■ **Task statement**: Copy every line of the records from the line that has "point: overcast sky" through the end of the records, requests included. Shift each coordinate in the answers by adding 114 to it.

■ **Excerpts from point annotation data**:
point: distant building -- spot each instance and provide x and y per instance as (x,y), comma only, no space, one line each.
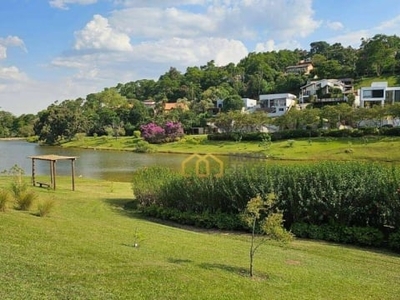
(321,90)
(379,93)
(249,103)
(276,105)
(174,105)
(303,67)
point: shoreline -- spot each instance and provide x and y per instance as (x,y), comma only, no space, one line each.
(13,139)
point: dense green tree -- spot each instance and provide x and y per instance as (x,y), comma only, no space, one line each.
(378,55)
(232,103)
(60,121)
(6,124)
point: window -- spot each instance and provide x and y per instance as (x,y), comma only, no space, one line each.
(367,94)
(377,93)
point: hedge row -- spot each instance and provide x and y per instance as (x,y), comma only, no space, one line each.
(347,195)
(306,133)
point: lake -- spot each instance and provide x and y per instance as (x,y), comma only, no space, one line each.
(97,164)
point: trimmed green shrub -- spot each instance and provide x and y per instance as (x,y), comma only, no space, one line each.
(394,241)
(25,200)
(44,208)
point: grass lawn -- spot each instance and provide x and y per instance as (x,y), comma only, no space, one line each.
(371,148)
(84,250)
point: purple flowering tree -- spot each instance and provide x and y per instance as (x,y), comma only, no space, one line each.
(152,133)
(173,130)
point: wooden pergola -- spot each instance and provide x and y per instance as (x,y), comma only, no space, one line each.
(52,159)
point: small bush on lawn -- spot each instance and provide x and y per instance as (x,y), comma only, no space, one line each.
(4,199)
(25,200)
(44,208)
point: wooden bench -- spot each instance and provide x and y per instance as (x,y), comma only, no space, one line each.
(43,184)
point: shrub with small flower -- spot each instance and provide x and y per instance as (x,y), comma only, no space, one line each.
(154,133)
(173,131)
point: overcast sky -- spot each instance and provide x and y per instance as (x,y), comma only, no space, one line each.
(64,49)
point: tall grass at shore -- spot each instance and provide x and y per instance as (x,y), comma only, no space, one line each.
(85,250)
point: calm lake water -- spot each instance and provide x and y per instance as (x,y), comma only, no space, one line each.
(107,165)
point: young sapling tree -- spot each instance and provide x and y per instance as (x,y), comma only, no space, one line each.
(265,223)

■ **Finished exercise**:
point: overcast sky -- spot each instance and provide x and y per instance as (x,y), comma only, no space, one line each.
(178,163)
point: tall grass at shore -- spot each instance and provide x and y per instance as (x,y), comma only, no space, one line each.
(199,364)
point: calm lake water -- spot each instance and provide x and y per instance as (x,y), comma only, no space, one line each.
(221,279)
point: young sapling tree -- spot each instance and provide x and y per instance as (x,y), comma only, no space, one line each.
(379,337)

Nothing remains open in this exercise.